### Work instructions
Copy the data exactly; pictures stay out of the copy.

----------------------------------------

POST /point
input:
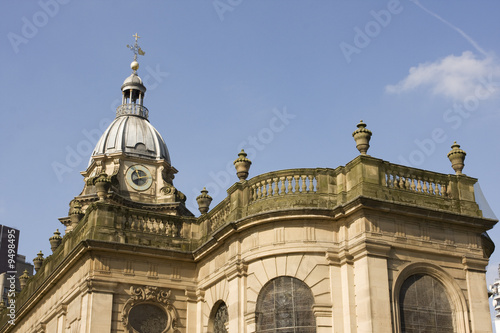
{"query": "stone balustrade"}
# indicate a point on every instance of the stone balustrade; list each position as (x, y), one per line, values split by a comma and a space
(285, 182)
(416, 180)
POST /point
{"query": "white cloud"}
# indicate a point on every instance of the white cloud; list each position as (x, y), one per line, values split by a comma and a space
(454, 76)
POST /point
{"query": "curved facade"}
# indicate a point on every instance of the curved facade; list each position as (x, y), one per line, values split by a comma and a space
(371, 246)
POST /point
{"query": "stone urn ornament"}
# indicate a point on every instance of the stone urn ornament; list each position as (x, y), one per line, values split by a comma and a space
(362, 137)
(38, 261)
(457, 158)
(242, 165)
(55, 240)
(203, 201)
(75, 214)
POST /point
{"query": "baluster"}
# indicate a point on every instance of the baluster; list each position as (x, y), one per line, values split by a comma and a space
(289, 188)
(259, 190)
(303, 184)
(276, 190)
(297, 185)
(444, 193)
(311, 184)
(282, 188)
(395, 180)
(264, 189)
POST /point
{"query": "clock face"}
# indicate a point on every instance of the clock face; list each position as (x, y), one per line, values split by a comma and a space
(139, 177)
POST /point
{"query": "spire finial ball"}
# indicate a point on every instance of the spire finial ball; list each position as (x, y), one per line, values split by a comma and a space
(134, 65)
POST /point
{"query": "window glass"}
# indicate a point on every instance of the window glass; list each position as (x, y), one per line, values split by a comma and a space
(285, 305)
(424, 306)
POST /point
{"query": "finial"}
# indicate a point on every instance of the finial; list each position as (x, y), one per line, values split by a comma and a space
(38, 261)
(457, 158)
(137, 51)
(242, 165)
(55, 240)
(23, 279)
(362, 137)
(203, 201)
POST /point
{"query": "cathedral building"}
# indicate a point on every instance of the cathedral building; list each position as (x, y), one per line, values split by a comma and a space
(370, 246)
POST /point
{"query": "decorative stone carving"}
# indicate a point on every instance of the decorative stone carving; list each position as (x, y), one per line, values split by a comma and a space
(242, 165)
(38, 261)
(149, 310)
(75, 213)
(169, 189)
(55, 240)
(23, 279)
(102, 184)
(362, 137)
(457, 158)
(203, 201)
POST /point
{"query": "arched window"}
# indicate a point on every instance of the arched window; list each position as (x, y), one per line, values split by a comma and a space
(285, 305)
(424, 306)
(221, 319)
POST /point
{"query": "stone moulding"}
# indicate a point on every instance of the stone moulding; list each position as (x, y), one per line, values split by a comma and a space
(149, 309)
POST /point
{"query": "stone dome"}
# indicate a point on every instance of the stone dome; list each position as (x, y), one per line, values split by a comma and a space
(134, 136)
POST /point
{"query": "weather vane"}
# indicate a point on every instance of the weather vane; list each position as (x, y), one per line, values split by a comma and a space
(136, 48)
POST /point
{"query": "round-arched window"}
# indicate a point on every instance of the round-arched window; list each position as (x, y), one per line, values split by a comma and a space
(221, 319)
(285, 305)
(424, 306)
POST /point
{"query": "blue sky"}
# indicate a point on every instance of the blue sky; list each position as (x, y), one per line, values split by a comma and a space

----------------------------------------

### Output for this exercise
POST /point
input:
{"query": "stone balustrade"}
# indicate a point on every instance of the stone balustrade; list each position as (x, y), one per line, values split by a comma and a space
(285, 182)
(416, 180)
POST /point
{"query": "white cloud"}
# indicate a point on every instance of the white cloud; list each position as (x, y), one per line, values split by a comma and a space
(454, 76)
POST /point
{"query": "curved facade"}
# indicate a point on every instance of the curved facade; list each position as (x, y), one per line, values split by a comma and a space
(371, 246)
POST /point
{"query": "stone urn ornament"}
# indicate a point on every instance of the stone urn ornament; list each position as (x, y), one per line, values split by a comma and a space
(362, 137)
(38, 261)
(457, 158)
(242, 165)
(55, 240)
(203, 201)
(75, 214)
POST /point
{"query": "baluster"}
# indicate a point on every instance of the baluster; list each position as (x, y), one per line, values split by a comma and a space
(289, 188)
(259, 190)
(303, 184)
(276, 190)
(297, 185)
(444, 193)
(311, 184)
(282, 188)
(395, 180)
(264, 189)
POST /point
{"query": "clock face"}
# indicate a point on every instance of the clock face; list each position as (x, y), one per line, values split by a comma and a space
(139, 177)
POST /point
{"query": "spire finial ball"}
# indicate a point on every instance of the spire finial ball; list each position as (x, y), one per line, values split by a comma and a space
(134, 65)
POST /point
{"query": "window glass"}
# indicate a point on every instance of the window glass; list each position as (x, y), one per line, values split by a comma and a space
(285, 305)
(424, 306)
POST /point
{"query": "finial"}
# indicate a point on every instance of the finial; list each position as (x, y), one per line, values split by a comma and a space
(38, 261)
(457, 158)
(137, 51)
(242, 165)
(55, 240)
(23, 279)
(362, 137)
(203, 201)
POST /point
{"query": "cathedral building"}
# indicate a point on every instance of the cathedral building; list each position as (x, y), one per line, values split by a comma and a space
(370, 246)
POST /point
{"query": "decorative stone carving"}
# indicate a point on every instance of the decorative stone carving; list each position as (x, y), one per line, values split by a comma and a space
(242, 165)
(38, 261)
(149, 310)
(75, 213)
(169, 189)
(55, 240)
(23, 279)
(102, 184)
(362, 137)
(457, 158)
(203, 201)
POST /point
{"query": "arched window"}
# indicate a point on every instance of the arched window; list each position as (x, y), one per line, values split by a comma and a space
(285, 305)
(424, 306)
(221, 319)
POST /point
{"query": "stone moulding"}
# indicate a point on every instance of the stone moulding; list each position as (x, y), one per line, values split by a comma and a space
(149, 309)
POST /point
{"query": "stone dome"}
# indicate a point on every instance of the stone dome; list each position as (x, y), one per line, values split by a comma and a space
(134, 136)
POST /point
{"query": "weather vane"}
# indicate a point on every instance of the weather vane; list each position as (x, y), one per line, values split by a comma and a space
(136, 48)
POST /point
{"query": "round-arched window"}
# indicate a point on every instance of the round-arched window; list each position as (x, y), one per line, values split by a comma and a space
(221, 319)
(285, 305)
(424, 306)
POST /point
{"query": "blue sky"}
# indicate a point on every instance of the blue sky; list each position as (x, y), one per line, values split by a comma and a space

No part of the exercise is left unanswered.